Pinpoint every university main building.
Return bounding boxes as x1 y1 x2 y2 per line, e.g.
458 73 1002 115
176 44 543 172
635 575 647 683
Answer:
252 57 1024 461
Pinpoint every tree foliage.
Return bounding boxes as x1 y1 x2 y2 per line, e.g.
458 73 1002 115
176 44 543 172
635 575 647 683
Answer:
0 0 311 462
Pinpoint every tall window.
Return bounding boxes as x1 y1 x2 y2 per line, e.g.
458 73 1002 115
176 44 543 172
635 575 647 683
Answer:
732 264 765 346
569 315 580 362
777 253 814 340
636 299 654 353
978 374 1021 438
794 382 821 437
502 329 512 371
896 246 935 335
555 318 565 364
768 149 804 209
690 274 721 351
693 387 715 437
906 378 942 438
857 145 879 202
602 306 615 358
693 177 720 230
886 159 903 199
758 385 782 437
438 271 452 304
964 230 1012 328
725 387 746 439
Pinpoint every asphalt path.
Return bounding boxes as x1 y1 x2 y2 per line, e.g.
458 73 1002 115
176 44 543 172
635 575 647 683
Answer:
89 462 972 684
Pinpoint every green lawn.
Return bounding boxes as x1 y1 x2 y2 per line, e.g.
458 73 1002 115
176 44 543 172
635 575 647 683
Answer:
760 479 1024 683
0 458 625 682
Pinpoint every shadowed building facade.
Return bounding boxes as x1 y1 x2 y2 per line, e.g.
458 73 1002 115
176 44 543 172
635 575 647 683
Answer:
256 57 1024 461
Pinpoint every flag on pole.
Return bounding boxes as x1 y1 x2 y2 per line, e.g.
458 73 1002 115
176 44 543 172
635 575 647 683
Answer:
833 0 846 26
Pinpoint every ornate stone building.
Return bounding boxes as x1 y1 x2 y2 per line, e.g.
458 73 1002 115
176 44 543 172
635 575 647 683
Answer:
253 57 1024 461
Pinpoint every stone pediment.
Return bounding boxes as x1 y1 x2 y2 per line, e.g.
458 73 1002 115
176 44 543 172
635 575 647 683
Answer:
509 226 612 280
----------------
**Task details**
Reproduce the material between the lines holding "Pinpoint every tall window." and "256 57 1024 461", inclusive. Shift every bounding-box coordinate in the answers by -119 and leave all other lines unchanged.

**Final result**
Pinpoint every tall window.
Return bounding boxes as x1 y1 x2 y2 per line, e.g.
458 73 1002 115
176 44 543 172
635 575 647 683
Answer:
613 145 646 227
450 196 461 243
658 134 695 221
517 180 535 234
859 255 902 319
675 263 702 318
383 210 393 252
777 127 816 216
436 199 446 245
649 30 685 90
571 155 602 232
574 268 596 318
787 259 823 319
738 26 760 83
483 187 496 239
574 58 601 111
767 40 784 80
639 266 663 318
319 152 333 185
845 111 893 209
606 268 627 320
Pinpoint every asphalt path.
Return bounding boxes as x1 y1 x2 y2 per line, e.g.
458 73 1002 115
176 44 543 172
635 575 647 683
Answer:
-30 343 853 565
Pinpoint every green lawn.
Return bounding boxes as x1 y1 x2 y2 per line, e.g.
458 73 1002 115
176 44 543 172
635 575 647 683
Answer:
641 360 905 564
-119 339 506 563
Pinpoint every shadowed building facade.
Return bounding boxes as x1 y1 x2 y2 per line, e.g.
458 73 1002 115
176 44 543 172
635 575 647 683
Answer:
137 -62 905 342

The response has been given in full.